[[ Data to process, beginning ]]

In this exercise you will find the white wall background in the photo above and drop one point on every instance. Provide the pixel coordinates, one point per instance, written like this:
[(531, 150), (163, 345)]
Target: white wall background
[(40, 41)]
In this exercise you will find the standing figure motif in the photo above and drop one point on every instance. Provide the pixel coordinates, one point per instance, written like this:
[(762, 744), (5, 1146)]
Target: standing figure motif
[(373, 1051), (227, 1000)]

[[ Data to process, end ]]
[[ Data to process, beginning ]]

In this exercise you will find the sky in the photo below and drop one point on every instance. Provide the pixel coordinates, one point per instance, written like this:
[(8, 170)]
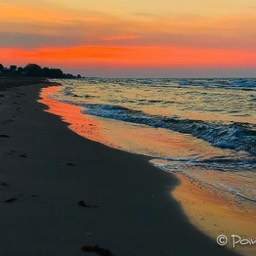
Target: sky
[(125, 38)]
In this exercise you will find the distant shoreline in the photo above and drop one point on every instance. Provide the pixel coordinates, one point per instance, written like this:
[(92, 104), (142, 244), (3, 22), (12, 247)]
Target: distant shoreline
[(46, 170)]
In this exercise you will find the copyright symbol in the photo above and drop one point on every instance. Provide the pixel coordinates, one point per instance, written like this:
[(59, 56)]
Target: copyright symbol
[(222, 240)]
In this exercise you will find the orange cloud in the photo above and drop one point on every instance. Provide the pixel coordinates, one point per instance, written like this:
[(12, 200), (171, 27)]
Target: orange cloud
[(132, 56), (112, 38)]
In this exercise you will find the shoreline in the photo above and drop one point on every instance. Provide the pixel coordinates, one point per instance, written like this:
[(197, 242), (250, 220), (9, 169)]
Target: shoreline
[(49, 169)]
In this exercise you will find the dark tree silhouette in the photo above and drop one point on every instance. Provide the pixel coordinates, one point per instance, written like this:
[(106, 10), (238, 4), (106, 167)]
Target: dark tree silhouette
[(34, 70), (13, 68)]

[[ Data to process, end ]]

▸ **Exercise instructions**: Once every line above has been checked for the string "like", give the number of matching lines and nothing more.

▸ **Written response**: 8